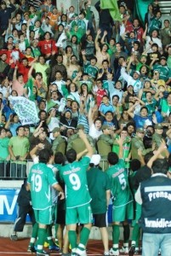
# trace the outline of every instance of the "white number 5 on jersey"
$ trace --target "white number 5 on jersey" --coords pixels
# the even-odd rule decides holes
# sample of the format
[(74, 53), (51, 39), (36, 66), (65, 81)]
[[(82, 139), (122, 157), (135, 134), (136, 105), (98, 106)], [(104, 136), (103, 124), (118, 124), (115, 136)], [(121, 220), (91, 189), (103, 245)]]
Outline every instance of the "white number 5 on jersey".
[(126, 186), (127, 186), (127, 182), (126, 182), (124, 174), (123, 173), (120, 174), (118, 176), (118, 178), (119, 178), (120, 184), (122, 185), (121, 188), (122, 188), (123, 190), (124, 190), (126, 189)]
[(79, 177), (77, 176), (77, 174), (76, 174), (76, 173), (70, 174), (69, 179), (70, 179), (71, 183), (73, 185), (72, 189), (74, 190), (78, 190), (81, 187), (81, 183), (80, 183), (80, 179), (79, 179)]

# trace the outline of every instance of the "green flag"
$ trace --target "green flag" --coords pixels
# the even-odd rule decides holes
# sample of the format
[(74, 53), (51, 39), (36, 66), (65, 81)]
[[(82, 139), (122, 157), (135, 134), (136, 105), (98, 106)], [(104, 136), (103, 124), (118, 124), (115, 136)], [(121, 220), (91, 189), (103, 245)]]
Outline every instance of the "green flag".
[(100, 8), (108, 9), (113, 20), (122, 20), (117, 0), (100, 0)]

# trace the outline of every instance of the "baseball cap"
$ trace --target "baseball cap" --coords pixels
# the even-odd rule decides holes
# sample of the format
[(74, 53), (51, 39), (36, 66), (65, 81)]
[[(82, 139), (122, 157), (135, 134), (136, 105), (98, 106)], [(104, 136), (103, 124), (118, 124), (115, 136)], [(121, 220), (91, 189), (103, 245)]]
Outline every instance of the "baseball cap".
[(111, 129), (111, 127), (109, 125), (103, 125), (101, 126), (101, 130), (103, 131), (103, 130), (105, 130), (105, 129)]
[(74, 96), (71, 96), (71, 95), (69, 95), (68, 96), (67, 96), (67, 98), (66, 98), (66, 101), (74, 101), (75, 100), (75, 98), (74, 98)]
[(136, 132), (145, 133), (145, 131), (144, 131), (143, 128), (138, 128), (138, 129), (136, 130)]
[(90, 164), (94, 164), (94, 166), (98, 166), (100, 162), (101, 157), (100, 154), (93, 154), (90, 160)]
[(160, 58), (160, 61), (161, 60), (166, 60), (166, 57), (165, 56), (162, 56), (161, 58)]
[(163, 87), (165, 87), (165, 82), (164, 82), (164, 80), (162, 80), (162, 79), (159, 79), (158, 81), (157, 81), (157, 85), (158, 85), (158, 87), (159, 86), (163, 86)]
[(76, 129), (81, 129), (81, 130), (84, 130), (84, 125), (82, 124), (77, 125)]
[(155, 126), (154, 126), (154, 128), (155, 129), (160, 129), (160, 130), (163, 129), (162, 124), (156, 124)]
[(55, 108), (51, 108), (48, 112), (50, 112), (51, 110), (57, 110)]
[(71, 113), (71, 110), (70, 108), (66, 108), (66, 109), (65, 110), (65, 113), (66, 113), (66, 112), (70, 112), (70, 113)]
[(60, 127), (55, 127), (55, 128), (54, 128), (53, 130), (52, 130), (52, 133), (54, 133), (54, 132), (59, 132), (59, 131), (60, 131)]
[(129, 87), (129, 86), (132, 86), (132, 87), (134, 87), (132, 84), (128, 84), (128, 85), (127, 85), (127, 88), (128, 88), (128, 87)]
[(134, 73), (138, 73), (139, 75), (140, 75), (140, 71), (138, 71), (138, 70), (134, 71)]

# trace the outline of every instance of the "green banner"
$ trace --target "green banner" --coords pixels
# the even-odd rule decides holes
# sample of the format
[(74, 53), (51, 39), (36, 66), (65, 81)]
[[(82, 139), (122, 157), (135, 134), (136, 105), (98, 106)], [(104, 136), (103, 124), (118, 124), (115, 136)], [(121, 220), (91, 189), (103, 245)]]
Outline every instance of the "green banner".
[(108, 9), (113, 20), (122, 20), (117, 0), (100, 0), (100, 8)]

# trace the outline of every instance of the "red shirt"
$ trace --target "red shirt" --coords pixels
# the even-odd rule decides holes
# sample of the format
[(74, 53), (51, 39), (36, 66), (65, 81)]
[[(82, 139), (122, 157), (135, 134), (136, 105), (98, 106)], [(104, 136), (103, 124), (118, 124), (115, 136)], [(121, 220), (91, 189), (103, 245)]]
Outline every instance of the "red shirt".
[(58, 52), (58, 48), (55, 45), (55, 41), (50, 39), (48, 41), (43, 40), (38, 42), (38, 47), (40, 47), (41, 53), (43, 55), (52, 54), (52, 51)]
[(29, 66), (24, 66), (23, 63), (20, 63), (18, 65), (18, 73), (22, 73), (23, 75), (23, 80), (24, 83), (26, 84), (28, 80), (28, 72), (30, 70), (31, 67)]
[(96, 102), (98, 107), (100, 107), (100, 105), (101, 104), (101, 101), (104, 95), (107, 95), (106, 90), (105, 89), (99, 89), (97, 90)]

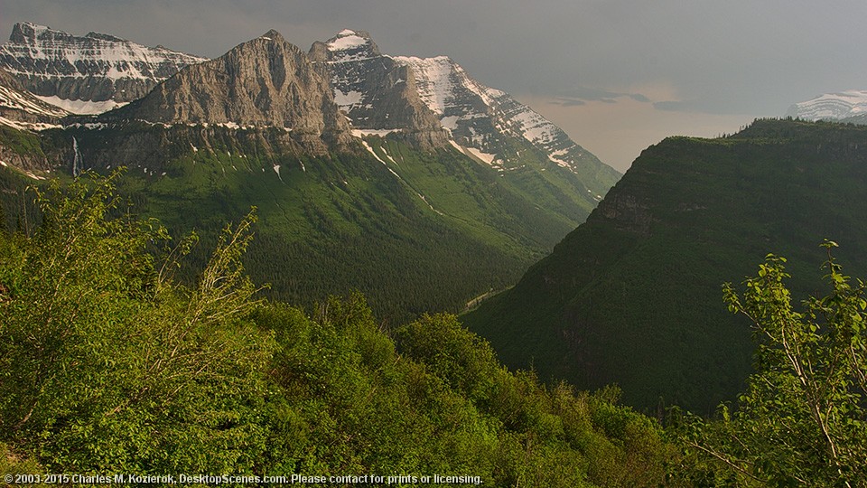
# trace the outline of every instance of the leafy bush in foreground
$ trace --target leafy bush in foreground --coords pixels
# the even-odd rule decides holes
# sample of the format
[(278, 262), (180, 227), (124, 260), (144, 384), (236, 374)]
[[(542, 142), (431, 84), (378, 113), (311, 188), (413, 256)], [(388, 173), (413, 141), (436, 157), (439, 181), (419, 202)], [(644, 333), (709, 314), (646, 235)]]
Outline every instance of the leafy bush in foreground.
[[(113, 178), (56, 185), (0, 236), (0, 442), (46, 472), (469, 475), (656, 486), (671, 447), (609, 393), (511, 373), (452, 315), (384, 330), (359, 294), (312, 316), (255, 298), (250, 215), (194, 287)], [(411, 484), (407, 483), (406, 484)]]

_ _ _

Direction →
Update these lines by replacing every occurrence of "sample of the format" with "example of the format", leaving all other text unchanged, and omit the pictures from your answer.

Full response →
# trace the outline of every instance of the "white number 5 on jersey"
$ trace --target "white number 5 on jersey" --coords pixels
# the even-odd rule decides holes
# example of the format
[(74, 53), (51, 39), (36, 66), (65, 81)]
[[(82, 139), (122, 157), (135, 134), (136, 105), (98, 106)], [(104, 136), (103, 124), (118, 124), (115, 136)], [(121, 220), (91, 189), (103, 245)]]
Outline every instance of the "white number 5 on jersey".
[(126, 186), (127, 186), (127, 182), (126, 182), (124, 174), (123, 173), (120, 174), (118, 176), (118, 178), (119, 178), (120, 184), (122, 185), (121, 188), (122, 188), (123, 190), (124, 190), (126, 189)]
[(79, 177), (77, 176), (77, 174), (76, 174), (76, 173), (70, 174), (69, 179), (70, 179), (71, 183), (73, 185), (72, 189), (74, 190), (78, 190), (81, 187), (81, 183), (80, 183), (80, 179), (79, 179)]

# trace the outline of every instance of the "green flag"
$ trace --target "green flag" --coords pixels
# the even-odd rule decides holes
# example of the format
[(74, 53), (51, 39), (36, 66), (65, 81)]
[[(82, 139), (122, 157), (135, 134), (136, 105), (98, 106)], [(104, 136), (103, 124), (118, 124), (115, 136)], [(121, 220), (91, 189), (103, 245)]]
Outline every instance of the "green flag".
[(100, 8), (108, 9), (113, 20), (122, 20), (117, 0), (100, 0)]

# trace the outline of every instance of the "baseball cap"
$ trace --target "baseball cap" --coords pixels
# the even-odd rule decides holes
# example of the format
[(74, 53), (51, 39), (36, 66), (65, 81)]
[[(82, 139), (122, 157), (135, 134), (136, 105), (98, 106)], [(104, 136), (103, 124), (118, 124), (115, 136)], [(121, 220), (91, 189), (103, 245)]]
Outline every instance of the "baseball cap".
[(111, 129), (111, 127), (109, 125), (103, 125), (101, 126), (101, 130), (103, 131), (103, 130), (105, 130), (105, 129)]
[(74, 96), (71, 96), (71, 95), (69, 95), (68, 96), (67, 96), (67, 98), (66, 98), (66, 101), (74, 101), (75, 100), (75, 98), (74, 98)]
[(136, 132), (145, 133), (145, 131), (144, 131), (143, 128), (138, 128), (138, 129), (136, 130)]
[(90, 164), (94, 164), (94, 166), (98, 166), (100, 162), (101, 157), (100, 154), (93, 154), (90, 160)]
[(160, 58), (160, 61), (161, 60), (166, 60), (166, 57), (165, 56), (162, 56), (161, 58)]
[(163, 87), (165, 87), (165, 82), (164, 82), (164, 80), (162, 80), (162, 79), (159, 79), (158, 81), (157, 81), (157, 85), (158, 85), (158, 87), (159, 86), (163, 86)]
[(76, 129), (81, 129), (81, 130), (84, 130), (84, 125), (82, 124), (77, 125)]
[(155, 126), (154, 126), (154, 128), (155, 129), (160, 129), (160, 130), (163, 129), (162, 124), (156, 124)]
[(55, 108), (51, 108), (48, 112), (50, 112), (51, 110), (57, 110)]
[(71, 113), (71, 110), (70, 108), (66, 108), (66, 109), (65, 110), (65, 113), (66, 113), (66, 112), (70, 112), (70, 113)]
[(60, 127), (55, 127), (55, 128), (54, 128), (53, 130), (52, 130), (52, 133), (54, 133), (54, 132), (59, 132), (59, 131), (60, 131)]
[(129, 87), (129, 86), (132, 86), (132, 87), (134, 87), (132, 84), (128, 84), (128, 85), (127, 85), (127, 88), (128, 88), (128, 87)]
[(134, 73), (138, 73), (139, 75), (140, 75), (140, 71), (138, 71), (138, 70), (134, 71)]

# trace the outline of every instance of the "green banner"
$ trace --target "green banner" --coords pixels
# the even-odd rule decides holes
# example of the format
[(74, 53), (51, 39), (36, 66), (65, 81)]
[[(82, 139), (122, 157), (135, 134), (136, 105), (98, 106)], [(104, 136), (103, 124), (118, 124), (115, 136)], [(121, 220), (91, 189), (103, 245)]]
Outline every instance of the "green banner".
[(108, 9), (113, 20), (122, 20), (117, 0), (100, 0), (100, 8)]

# trace the outline of every instance of the "red shirt"
$ trace --target "red shirt" --coords pixels
# the even-odd rule decides holes
# example of the format
[(74, 53), (51, 39), (36, 66), (65, 81)]
[[(82, 139), (122, 157), (135, 134), (136, 105), (98, 106)], [(104, 136), (103, 124), (118, 124), (115, 136)], [(121, 220), (91, 189), (103, 245)]]
Outline every instance of the "red shirt".
[(58, 52), (58, 48), (55, 45), (55, 41), (50, 39), (48, 41), (43, 40), (38, 42), (38, 47), (40, 47), (41, 53), (43, 55), (52, 54), (52, 51)]
[(29, 66), (24, 66), (23, 63), (20, 63), (18, 65), (18, 73), (22, 73), (23, 75), (23, 80), (24, 83), (26, 84), (28, 80), (28, 72), (30, 70), (31, 67)]
[(96, 102), (98, 107), (100, 107), (100, 105), (101, 104), (101, 101), (104, 95), (107, 95), (106, 90), (105, 89), (99, 89), (97, 90)]

# trace the outline of every instance of the leafy bush in foreground
$ trace --target leafy bush in foreground --coords pixels
# the even-odd rule decides holes
# example of the format
[(278, 262), (180, 227), (124, 260), (144, 384), (236, 374)]
[[(542, 142), (431, 84), (378, 113), (311, 188), (413, 256)], [(388, 173), (413, 141), (436, 157), (439, 181), (419, 202)], [(644, 333), (709, 314), (646, 235)]]
Outline every instance of the leafy bush in foreground.
[[(113, 178), (56, 185), (0, 236), (0, 442), (46, 472), (469, 475), (656, 486), (671, 447), (609, 393), (511, 373), (452, 315), (384, 330), (359, 294), (312, 316), (255, 298), (250, 215), (194, 287)], [(411, 484), (407, 483), (406, 484)]]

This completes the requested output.